Text section ▸

---

West Papua: Indonesian army general tightens the screws on the Kingmi Papua Church

Written By Voice Of Baptist Papua on July 11, 2011 | 2:12 AM

 A leaked letter discloses the Indonesian government’s attempts to repress movements for cultural pride and autonomy in the country's restive Pacific periphery.
Source Link: http://www.opendemocracy.net/eld/west-papua-church
From the outside looking in, it might appear that the latest church conflict in West Papua is just another example of factional Protestant politics. A little sordid perhaps, but irrelevant to all but the parties involved. Dig a little deeper, however, and one finds something more disturbing. A leaked letter from the head of the Indonesian Army in Papua obtained by this author reveals that far from being an internal church matter, the conflict between Kingmi Indonesia (GKII), a Protestant church that has parishes across Indonesia, and the breakaway Kingmi Papua Church (GKIP), goes to the heart of the Indonesian government’s attempt to repress movements for cultural pride and autonomy in the country’s restive Pacific periphery.

In a nutshell the conflict is over whether Kingmi Papua has the right to separate from Kingmi Indonesia and set up an autonomous synod, reverting to an arrangement that existed prior to 1987. The question is this: why has Major-General Erfi Triassunu waded into a conflict that he himself acknowledges is an internal church matter? In the letter (File Number: R/773/IV/2011) addressed to the Governor of Papua, Mr. Barnebus Suebu, dated 30 April 2011 and marked “secret”, Triassunu “respectfully requests” the Governor to arrange a meeting between GKII and GKIP. The General also offers himself as a mediator. The letter continues: “if the conflict cannot be resolved through discussion then assertive action must be taken”.
Let me translate “assertive action” for you. In East Timor when the Indonesian Army took “assertive action” against the Church there, they murdered church workers, massacred parishioners, raped women and burnt churches to the ground. In West Papua the Indonesian Army has a history of killing pastors from the Kingmi Papua Church, as well as other churches. This dates back to May 1 1963 when the Indonesian government took administrative control of the territory and has continued up to the present. Last October a video filmed on soldiers’ mobiles phones and circulated widely on the internet, showed several soldiers from Kostrad, the Indonesian Army’s Strategic Command – Triassunu’s own division – torturing a Papuan church worker by burning his genitals with a stick.

---

Record list ▸
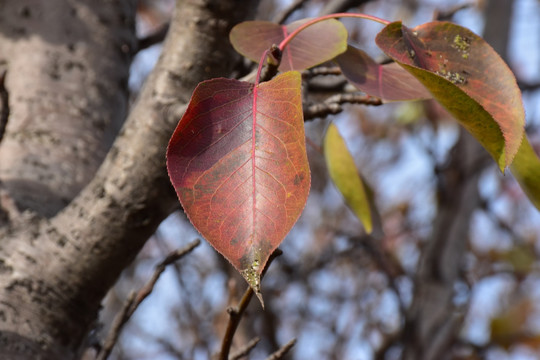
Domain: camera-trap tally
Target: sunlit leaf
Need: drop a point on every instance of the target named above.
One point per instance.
(526, 170)
(345, 176)
(316, 44)
(238, 163)
(388, 82)
(466, 76)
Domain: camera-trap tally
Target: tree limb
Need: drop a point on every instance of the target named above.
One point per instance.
(136, 298)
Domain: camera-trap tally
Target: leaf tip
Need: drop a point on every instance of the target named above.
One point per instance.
(253, 278)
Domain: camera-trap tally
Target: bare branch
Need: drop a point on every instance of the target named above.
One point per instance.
(321, 71)
(447, 15)
(283, 351)
(333, 105)
(246, 349)
(4, 104)
(280, 18)
(154, 38)
(136, 298)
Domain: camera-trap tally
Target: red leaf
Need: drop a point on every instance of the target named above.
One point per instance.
(466, 76)
(388, 82)
(316, 44)
(238, 162)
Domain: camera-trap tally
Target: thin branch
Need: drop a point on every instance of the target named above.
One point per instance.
(447, 15)
(284, 15)
(337, 6)
(283, 351)
(136, 298)
(235, 313)
(4, 104)
(333, 105)
(246, 349)
(321, 71)
(154, 38)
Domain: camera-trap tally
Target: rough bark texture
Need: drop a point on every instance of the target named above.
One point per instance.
(67, 67)
(433, 321)
(68, 99)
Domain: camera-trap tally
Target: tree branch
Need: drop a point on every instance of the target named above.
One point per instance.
(279, 354)
(333, 105)
(284, 15)
(245, 350)
(154, 38)
(235, 313)
(136, 298)
(4, 104)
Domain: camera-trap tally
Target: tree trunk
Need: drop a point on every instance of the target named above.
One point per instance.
(66, 230)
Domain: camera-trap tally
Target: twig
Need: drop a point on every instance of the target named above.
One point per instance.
(4, 104)
(246, 349)
(337, 6)
(332, 105)
(154, 38)
(136, 298)
(283, 351)
(449, 14)
(235, 313)
(281, 17)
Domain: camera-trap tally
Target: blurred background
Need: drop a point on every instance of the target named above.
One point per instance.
(343, 294)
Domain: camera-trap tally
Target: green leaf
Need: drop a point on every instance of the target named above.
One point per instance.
(388, 82)
(345, 176)
(526, 170)
(316, 44)
(467, 77)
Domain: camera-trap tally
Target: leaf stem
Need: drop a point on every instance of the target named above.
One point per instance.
(259, 69)
(288, 39)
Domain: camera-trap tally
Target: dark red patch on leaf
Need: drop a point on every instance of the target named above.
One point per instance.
(234, 160)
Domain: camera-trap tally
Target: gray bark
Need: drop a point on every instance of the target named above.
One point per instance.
(67, 64)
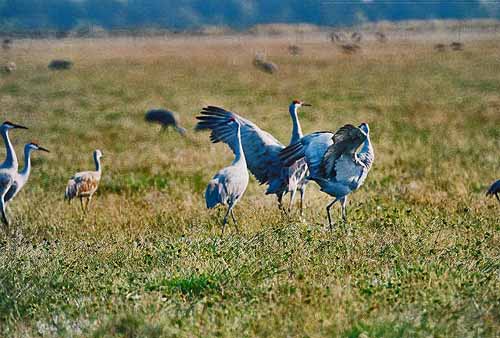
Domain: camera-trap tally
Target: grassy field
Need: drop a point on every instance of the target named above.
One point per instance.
(419, 256)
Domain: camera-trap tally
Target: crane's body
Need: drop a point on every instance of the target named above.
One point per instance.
(165, 118)
(261, 150)
(333, 161)
(8, 169)
(21, 178)
(229, 184)
(84, 184)
(494, 190)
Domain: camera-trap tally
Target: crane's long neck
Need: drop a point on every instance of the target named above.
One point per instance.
(11, 159)
(366, 154)
(239, 157)
(97, 162)
(296, 131)
(25, 173)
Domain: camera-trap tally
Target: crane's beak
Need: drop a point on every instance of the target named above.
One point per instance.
(19, 126)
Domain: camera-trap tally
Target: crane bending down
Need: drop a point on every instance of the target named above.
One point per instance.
(21, 178)
(494, 190)
(333, 161)
(165, 118)
(84, 184)
(261, 150)
(229, 184)
(8, 169)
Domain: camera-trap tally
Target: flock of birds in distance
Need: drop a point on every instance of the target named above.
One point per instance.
(338, 162)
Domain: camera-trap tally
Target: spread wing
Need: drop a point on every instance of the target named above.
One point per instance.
(261, 148)
(345, 142)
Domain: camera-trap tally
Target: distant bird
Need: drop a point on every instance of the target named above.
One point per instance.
(8, 169)
(22, 177)
(261, 63)
(60, 64)
(165, 118)
(494, 190)
(229, 184)
(381, 37)
(457, 46)
(333, 161)
(356, 37)
(84, 184)
(261, 150)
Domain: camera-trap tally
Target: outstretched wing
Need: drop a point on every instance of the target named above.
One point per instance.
(345, 142)
(261, 148)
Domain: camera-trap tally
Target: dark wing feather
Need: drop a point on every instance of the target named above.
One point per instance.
(345, 141)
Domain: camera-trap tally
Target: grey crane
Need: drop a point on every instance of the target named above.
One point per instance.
(229, 184)
(165, 118)
(8, 169)
(84, 184)
(21, 178)
(494, 190)
(333, 161)
(261, 150)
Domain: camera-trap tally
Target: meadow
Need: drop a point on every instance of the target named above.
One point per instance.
(418, 257)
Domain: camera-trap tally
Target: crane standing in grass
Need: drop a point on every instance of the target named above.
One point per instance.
(21, 178)
(165, 118)
(494, 190)
(84, 184)
(333, 161)
(261, 150)
(8, 169)
(229, 184)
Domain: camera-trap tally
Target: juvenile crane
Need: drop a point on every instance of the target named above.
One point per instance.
(229, 184)
(261, 150)
(84, 184)
(8, 169)
(21, 178)
(494, 190)
(333, 161)
(165, 118)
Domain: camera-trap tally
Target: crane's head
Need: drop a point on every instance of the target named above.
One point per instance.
(364, 127)
(35, 146)
(9, 125)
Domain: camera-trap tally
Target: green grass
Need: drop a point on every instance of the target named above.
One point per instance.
(418, 257)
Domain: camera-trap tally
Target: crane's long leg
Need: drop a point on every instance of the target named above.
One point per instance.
(302, 193)
(343, 202)
(292, 198)
(328, 213)
(234, 220)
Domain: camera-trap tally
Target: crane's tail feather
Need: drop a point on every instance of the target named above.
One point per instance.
(291, 154)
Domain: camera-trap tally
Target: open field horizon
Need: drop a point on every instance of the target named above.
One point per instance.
(419, 255)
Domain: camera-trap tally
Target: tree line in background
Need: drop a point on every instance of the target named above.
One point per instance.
(65, 15)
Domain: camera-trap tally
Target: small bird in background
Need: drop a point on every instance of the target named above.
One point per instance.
(22, 177)
(165, 118)
(84, 184)
(8, 169)
(333, 161)
(494, 190)
(229, 184)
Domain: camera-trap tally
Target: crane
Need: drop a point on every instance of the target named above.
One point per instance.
(8, 169)
(333, 161)
(261, 150)
(84, 184)
(229, 184)
(21, 178)
(494, 190)
(165, 118)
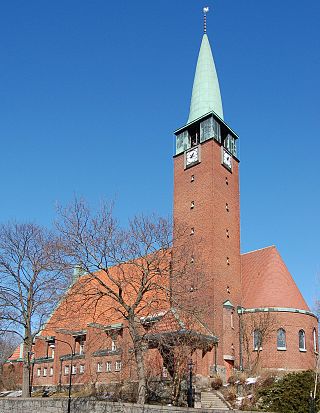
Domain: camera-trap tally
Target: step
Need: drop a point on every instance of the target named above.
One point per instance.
(210, 400)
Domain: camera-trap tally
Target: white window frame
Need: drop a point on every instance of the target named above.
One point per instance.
(256, 347)
(315, 341)
(302, 332)
(282, 348)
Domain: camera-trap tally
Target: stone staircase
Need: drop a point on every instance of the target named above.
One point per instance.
(210, 400)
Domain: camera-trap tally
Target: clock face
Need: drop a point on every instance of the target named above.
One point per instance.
(192, 156)
(227, 159)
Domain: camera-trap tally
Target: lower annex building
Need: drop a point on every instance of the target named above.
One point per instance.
(256, 316)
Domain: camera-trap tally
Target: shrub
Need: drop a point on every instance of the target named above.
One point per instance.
(216, 382)
(232, 379)
(290, 394)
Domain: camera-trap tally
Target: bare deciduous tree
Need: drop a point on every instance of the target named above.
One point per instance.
(30, 284)
(256, 331)
(132, 268)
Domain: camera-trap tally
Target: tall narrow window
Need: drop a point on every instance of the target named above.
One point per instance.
(315, 341)
(302, 340)
(281, 339)
(118, 366)
(257, 340)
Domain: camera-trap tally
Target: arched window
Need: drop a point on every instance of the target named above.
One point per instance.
(302, 340)
(281, 339)
(315, 341)
(257, 340)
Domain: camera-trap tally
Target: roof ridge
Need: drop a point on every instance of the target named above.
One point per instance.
(259, 249)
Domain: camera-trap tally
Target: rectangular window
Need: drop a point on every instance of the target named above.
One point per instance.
(231, 320)
(210, 128)
(182, 142)
(257, 340)
(230, 144)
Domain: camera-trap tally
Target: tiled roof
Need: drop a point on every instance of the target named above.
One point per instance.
(266, 281)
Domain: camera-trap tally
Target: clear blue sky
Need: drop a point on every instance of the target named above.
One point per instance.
(90, 92)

---

Your tasks ▸
1. Set down the passage of the article on the Kingmi Papua Church from "Let me translate" to "with a stick.", word for word.
2. Decide whether each statement agrees with the article on the Kingmi Papua Church. Answer yes or no and quote the deciding words.
(a) Major-General Erfi Triassunu's letter was addressed to the Governor of Papua.
(b) Kingmi Papua seeks to revert to an arrangement that existed after 1987.
(c) The video of the torture was filmed by journalists.

Task-by-task answers ▸
1.
Let me translate “assertive action” for you. In East Timor when the Indonesian Army took “assertive action” against the Church there, they murdered church workers, massacred parishioners, raped women and burnt churches to the ground. In West Papua the Indonesian Army has a history of killing pastors from the Kingmi Papua Church, as well as other churches. This dates back to May 1 1963 when the Indonesian government took administrative control of the territory and has continued up to the present. Last October a video filmed on soldiers’ mobiles phones and circulated widely on the internet, showed several soldiers from Kostrad, the Indonesian Army’s Strategic Command – Triassunu’s own division – torturing a Papuan church worker by burning his genitals with a stick.

2.
(a) Yes: "addressed to the Governor of Papua, Mr. Barnebus Suebu"
(b) No: "reverting to an arrangement that existed prior to 1987"
(c) No: "a video filmed on soldiers’ mobiles phones"